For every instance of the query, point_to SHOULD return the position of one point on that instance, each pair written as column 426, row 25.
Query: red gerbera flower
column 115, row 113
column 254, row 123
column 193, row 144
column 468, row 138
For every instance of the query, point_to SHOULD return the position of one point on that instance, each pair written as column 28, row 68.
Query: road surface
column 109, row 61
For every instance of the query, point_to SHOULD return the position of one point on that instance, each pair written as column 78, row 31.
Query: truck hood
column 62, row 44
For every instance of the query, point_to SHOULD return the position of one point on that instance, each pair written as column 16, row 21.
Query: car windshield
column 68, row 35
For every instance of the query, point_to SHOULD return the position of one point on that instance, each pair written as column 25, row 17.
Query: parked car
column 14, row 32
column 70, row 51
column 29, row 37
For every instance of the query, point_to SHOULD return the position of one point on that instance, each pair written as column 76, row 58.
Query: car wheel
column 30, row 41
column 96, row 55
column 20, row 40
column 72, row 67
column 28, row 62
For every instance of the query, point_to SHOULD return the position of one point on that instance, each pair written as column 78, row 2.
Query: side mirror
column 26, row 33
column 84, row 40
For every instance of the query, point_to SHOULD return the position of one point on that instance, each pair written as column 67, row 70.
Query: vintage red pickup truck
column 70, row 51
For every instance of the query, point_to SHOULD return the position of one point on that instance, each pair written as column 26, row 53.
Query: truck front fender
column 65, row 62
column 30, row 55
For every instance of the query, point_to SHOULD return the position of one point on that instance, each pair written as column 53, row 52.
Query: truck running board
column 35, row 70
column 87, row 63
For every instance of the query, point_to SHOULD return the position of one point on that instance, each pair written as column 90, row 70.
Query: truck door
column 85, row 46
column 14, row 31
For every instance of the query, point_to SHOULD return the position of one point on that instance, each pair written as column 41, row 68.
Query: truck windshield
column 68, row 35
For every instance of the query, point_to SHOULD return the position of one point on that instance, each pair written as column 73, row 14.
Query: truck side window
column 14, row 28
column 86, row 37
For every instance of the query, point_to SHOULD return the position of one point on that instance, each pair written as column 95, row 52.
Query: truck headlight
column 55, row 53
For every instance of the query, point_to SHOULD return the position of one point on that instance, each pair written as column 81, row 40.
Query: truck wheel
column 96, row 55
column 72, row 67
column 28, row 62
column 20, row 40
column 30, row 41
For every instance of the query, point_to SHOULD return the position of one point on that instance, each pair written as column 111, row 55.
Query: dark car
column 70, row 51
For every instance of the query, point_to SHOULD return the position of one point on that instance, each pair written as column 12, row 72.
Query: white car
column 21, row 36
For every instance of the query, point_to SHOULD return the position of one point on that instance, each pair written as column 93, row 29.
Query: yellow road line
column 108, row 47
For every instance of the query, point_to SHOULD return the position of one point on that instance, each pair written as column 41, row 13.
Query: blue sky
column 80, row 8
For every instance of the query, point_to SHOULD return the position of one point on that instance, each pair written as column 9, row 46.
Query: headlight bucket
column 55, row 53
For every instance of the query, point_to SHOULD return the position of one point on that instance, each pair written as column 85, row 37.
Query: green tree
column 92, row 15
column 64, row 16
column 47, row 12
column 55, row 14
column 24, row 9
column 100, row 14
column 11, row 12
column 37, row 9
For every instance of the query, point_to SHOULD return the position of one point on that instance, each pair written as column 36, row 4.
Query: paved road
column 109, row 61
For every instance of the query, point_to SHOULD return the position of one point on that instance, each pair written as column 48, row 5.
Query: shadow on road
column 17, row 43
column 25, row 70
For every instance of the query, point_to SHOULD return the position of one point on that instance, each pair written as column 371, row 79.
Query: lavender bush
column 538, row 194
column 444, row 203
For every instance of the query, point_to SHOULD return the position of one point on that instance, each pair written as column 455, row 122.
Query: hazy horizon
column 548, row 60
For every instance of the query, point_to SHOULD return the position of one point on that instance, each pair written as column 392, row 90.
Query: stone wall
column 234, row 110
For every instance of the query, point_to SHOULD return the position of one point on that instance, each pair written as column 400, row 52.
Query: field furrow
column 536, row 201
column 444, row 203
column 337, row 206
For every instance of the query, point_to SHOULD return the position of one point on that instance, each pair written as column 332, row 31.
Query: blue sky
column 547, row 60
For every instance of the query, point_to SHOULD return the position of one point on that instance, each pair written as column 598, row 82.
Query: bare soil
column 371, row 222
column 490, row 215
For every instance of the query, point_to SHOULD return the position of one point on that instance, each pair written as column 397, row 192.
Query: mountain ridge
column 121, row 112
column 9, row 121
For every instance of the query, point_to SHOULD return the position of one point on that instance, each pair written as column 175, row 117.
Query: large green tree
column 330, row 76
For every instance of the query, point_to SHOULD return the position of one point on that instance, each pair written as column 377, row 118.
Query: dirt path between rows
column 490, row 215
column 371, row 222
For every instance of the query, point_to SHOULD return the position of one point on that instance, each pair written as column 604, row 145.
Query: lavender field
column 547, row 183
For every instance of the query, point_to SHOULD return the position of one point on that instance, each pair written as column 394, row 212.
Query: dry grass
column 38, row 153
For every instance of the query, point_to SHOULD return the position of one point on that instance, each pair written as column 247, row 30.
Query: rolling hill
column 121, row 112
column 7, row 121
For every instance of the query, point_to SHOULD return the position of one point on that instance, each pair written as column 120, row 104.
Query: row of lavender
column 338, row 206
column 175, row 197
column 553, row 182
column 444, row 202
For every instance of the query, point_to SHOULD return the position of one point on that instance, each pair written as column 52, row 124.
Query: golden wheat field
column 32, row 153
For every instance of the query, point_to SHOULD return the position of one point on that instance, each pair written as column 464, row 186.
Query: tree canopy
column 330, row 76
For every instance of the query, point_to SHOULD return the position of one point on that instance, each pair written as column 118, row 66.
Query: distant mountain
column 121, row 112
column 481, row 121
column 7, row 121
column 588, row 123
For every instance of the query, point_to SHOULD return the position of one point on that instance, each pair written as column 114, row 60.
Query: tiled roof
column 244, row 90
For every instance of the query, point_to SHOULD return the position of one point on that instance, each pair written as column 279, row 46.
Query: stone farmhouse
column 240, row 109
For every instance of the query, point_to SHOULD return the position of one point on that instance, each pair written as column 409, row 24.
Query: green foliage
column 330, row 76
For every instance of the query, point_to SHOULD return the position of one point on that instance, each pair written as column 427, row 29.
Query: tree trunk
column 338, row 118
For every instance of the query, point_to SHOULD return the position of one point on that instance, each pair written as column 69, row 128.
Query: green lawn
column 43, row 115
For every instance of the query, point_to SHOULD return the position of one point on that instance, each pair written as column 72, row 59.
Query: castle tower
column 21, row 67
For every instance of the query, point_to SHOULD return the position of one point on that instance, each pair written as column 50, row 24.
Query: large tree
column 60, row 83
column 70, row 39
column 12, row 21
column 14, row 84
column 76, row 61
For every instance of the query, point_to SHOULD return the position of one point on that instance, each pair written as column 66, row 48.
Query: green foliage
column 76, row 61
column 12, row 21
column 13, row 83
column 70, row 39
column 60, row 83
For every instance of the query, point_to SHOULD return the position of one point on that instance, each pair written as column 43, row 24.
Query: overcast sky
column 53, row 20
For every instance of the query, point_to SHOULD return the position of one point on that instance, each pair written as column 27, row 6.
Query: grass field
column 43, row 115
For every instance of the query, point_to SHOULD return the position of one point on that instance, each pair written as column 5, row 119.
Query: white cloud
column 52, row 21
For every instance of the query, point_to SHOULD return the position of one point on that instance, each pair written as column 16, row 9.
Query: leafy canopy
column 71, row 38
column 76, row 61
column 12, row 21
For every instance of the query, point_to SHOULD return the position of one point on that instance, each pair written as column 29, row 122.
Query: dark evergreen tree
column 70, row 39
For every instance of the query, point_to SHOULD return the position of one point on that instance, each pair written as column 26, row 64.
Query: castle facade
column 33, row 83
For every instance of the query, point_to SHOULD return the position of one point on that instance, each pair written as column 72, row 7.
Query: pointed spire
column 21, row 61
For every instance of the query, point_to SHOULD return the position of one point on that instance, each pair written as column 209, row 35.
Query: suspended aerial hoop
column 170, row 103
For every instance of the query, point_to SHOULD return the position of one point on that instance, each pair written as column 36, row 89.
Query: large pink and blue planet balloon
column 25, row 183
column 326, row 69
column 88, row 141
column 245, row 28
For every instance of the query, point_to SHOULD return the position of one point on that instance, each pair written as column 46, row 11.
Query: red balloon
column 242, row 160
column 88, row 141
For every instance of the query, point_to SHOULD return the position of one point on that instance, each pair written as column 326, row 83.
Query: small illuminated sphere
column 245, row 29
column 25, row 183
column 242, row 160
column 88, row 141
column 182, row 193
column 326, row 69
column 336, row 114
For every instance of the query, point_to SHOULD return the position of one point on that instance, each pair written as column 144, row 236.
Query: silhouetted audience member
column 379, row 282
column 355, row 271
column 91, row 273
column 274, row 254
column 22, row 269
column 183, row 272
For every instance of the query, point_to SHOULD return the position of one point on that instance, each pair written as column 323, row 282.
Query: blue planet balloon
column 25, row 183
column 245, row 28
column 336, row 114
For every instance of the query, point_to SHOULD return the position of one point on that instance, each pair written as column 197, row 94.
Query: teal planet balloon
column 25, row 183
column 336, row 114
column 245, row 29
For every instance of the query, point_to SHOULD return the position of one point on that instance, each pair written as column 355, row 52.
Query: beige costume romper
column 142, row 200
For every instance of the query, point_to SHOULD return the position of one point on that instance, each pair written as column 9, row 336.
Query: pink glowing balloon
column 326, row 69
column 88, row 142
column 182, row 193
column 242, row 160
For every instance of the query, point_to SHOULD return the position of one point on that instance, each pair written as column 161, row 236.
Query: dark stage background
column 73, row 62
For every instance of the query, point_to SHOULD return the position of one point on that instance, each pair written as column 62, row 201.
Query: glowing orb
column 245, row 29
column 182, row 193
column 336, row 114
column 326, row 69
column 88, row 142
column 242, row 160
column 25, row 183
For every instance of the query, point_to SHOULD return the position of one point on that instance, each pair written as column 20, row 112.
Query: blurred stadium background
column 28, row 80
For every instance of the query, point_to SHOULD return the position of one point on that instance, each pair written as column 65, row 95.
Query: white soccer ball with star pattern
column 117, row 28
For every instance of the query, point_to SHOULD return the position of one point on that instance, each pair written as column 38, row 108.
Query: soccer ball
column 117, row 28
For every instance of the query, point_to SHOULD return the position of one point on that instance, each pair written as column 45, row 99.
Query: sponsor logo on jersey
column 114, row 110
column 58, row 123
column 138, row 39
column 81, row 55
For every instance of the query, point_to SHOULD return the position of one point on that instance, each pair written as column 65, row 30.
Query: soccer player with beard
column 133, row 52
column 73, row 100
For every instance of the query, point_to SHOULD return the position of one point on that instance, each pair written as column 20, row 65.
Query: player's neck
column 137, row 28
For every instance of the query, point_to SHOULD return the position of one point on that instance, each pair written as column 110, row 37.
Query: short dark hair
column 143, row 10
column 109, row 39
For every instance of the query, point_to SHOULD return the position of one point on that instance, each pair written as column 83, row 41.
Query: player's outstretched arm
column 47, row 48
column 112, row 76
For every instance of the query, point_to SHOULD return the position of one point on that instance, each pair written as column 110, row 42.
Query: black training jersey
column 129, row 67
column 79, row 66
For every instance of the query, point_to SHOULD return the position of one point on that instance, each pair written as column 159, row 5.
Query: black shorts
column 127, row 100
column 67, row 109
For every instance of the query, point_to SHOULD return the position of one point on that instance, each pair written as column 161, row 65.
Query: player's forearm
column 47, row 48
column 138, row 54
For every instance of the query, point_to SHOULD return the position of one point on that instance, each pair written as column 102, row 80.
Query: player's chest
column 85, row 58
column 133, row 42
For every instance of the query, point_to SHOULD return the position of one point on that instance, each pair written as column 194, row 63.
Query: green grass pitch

________________

• _Problem description_: Everything from the line with "Query: short dark hair" through the line with "83, row 41." should be written out exactly as it appears above, end lines included, and nothing outside that range.

• _Reply_:
Query: short dark hair
column 143, row 10
column 109, row 39
For every instance of the query, point_to SHOULD return the position of one point on that instance, each pair written as column 83, row 41.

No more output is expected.